Referring expression grounding data
============
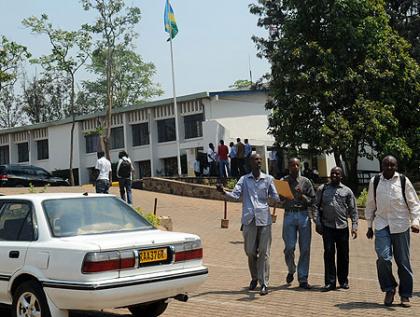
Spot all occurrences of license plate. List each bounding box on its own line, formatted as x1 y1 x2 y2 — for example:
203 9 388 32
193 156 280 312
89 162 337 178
140 248 168 264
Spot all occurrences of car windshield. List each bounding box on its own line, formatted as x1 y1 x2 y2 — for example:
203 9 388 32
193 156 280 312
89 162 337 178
42 196 154 237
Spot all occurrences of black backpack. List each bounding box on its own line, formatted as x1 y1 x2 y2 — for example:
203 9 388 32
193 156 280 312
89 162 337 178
119 159 132 178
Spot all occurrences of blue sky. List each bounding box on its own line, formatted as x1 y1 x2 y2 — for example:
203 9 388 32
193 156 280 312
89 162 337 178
0 0 270 99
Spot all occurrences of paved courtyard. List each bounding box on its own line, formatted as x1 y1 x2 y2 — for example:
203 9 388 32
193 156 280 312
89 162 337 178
1 186 419 316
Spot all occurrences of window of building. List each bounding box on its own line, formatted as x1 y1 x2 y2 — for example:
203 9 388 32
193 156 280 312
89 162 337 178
85 134 99 153
37 139 49 160
138 160 151 178
111 127 125 149
18 143 29 162
157 118 176 143
132 123 149 146
0 146 9 164
163 155 187 176
184 113 204 139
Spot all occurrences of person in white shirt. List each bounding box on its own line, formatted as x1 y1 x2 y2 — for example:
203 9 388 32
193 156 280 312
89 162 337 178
116 150 134 204
207 143 217 176
365 155 420 307
95 151 112 194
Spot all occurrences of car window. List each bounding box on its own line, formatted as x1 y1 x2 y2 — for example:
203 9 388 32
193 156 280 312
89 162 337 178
0 202 34 241
35 168 49 178
42 197 153 237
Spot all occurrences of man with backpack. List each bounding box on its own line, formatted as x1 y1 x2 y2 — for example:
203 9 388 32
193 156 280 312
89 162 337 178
116 151 134 204
365 155 420 307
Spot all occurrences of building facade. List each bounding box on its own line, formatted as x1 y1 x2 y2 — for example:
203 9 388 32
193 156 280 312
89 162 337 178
0 89 379 185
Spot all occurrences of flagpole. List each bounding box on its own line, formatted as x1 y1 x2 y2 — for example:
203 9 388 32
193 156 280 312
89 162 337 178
169 25 182 176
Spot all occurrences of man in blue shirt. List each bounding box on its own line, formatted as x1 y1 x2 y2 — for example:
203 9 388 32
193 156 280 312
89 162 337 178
217 153 280 295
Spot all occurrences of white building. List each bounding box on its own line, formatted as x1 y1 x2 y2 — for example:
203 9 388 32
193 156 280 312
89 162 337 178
0 89 379 184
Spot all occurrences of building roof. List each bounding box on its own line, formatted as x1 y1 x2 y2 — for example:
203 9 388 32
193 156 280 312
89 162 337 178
0 89 266 134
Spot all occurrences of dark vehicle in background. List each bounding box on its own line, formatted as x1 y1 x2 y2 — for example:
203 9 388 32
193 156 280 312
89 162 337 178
0 164 70 187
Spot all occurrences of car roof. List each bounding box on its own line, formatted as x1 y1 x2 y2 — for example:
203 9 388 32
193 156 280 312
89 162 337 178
0 193 116 202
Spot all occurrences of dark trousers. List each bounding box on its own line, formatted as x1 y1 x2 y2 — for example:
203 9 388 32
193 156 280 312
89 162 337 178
237 158 245 176
322 226 349 286
230 158 238 178
95 179 110 194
============
What the task asks: Every line of the data that includes the word "backpack" should be copied.

Answer to this task:
Spot all occurrences of black backpack. List each bounding box on its own line, formatted as x1 y1 x2 y2 — for example:
Spot all occurrences of man with backpack. List each bounding box on its own line, formatted as x1 y1 x2 y2 — for example:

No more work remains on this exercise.